> [PROBLEM STATEMENT]
Using the text on pornography addiction below, mark each statement yes or no and quote the words from the text that settle it: (a) outpatient treatment may cost around $500 per week; (b) between 40% and 60% of addicts relapse within the first month; (c) pornography addiction is likened to gambling at a casino.

[[ SELECTED TEXT open ]]

Pornography is both accessible and anonymous for all involved. No one knows the users or those depicted. But both are victimized in the long run. The user gets pulled back to a website that tracks their visits and could even use this information for blackmail or to sell to illegal digital operators. The pornographic subjects often receive no compensation for repeated use of their images or have no idea as to the true purpose of those images. Minors used for the purpose of pornography feed an exploitative global industry that abuses about 10,000 children every year.

Pornography is addictive for its thrilling and unknown nature. Similar to gambling at a casino, you pull the handle of the slot machine, not knowing whether the next time is a dud or a winner. After a while, it’s no longer about the reward, it’s the addiction to anticipation: pulling the handle, feeding the machine and waiting for the results that matter more. And like any addiction, it’s a difficult habit to stop once established.

Digital pornography is easy to hide from family members. Many websites are purposely designed to look like family-friendly sites, and with nearly half of all teens admitting to nearly constant online time, teens easily switch from social sites such as Facebook, Snapchat, Instagram and Tumblr to porn sites and back without the casual parental observer knowing the difference.

Pornography is expensive: the websites’ initial draw is free viewing, but this is a $97 billion worldwide industry, and the money made comes from subscriptions, access to “premium” content (often hardcore, violent images) and merchandise. Once use of the credit card on the site, and the information is recorded for later use, sale to other sites or exposure if the site is hacked.

The Costs of Porn Addiction

Pornography addiction is treatable through counseling, outpatient or residential rehabilitation programs, which are often expensive and not covered by insurance. Outpatient treatment may cost around $500 per week, while in-patient programs run as high as $14,000 per month. And relapse happens, as is the case with any form of addiction; between 40% and 60% of addicts relapse within the first year.

The Emotional Losses

The addiction to porn often substitutes for real-life relationships. Kids who form these digital bonds early often fail to form or maintain emotional bonds with family and friends, retreat into the fantasy online world and remove themselves from everyday life, wreaking havoc at school and work and turning the balanced family dynamic into a battlefield as time, money and energy are directed to saving them from their addiction.

[[ SELECTED TEXT closed ]]
[[ PROVIDED DATA open ]]

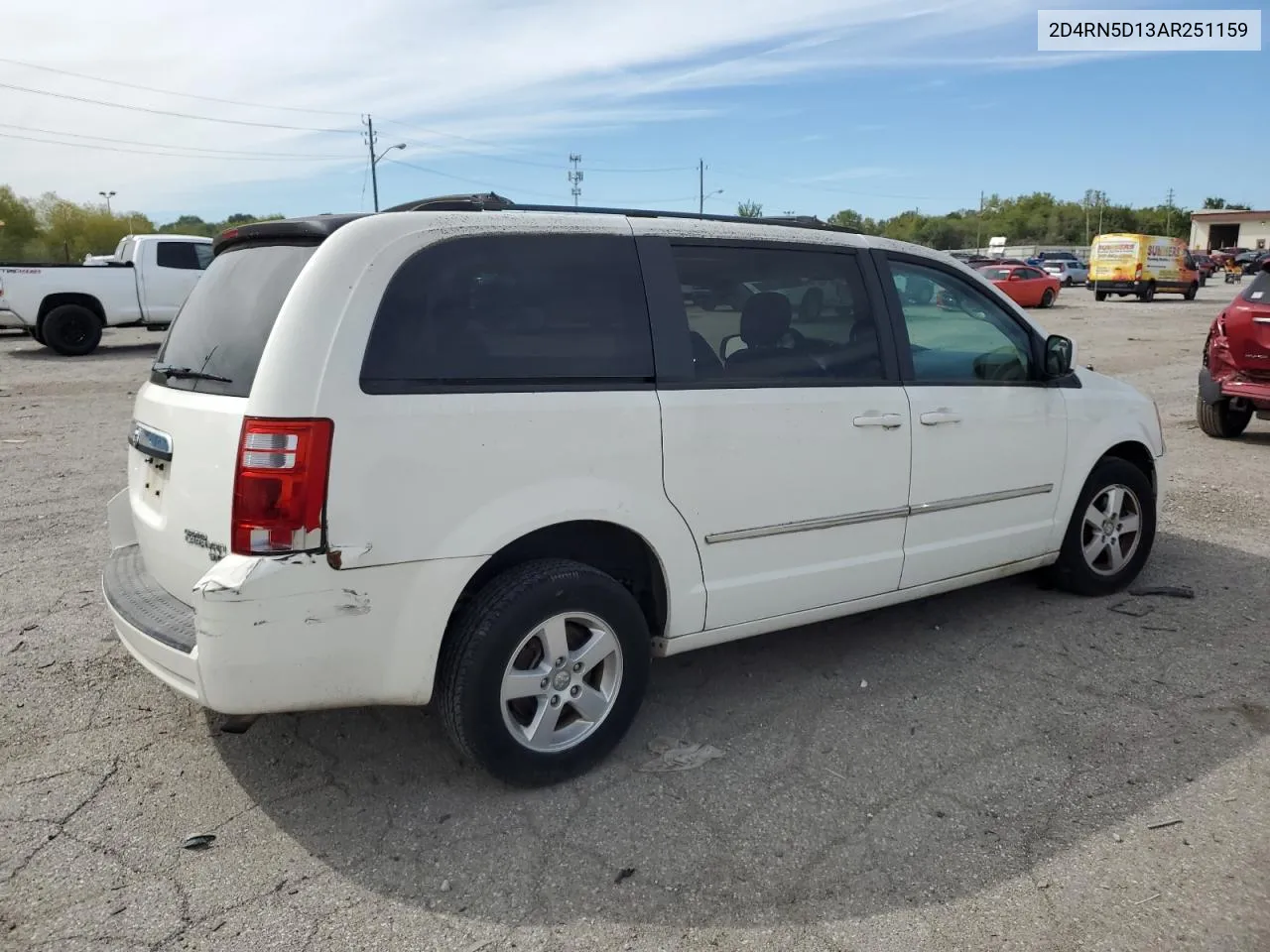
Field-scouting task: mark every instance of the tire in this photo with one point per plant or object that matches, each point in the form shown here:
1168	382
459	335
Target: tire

[[ PROVIDED DATA closed ]]

> [EXERCISE RESPONSE]
(a) Yes: "Outpatient treatment may cost around $500 per week"
(b) No: "between 40% and 60% of addicts relapse within the first year"
(c) Yes: "Similar to gambling at a casino"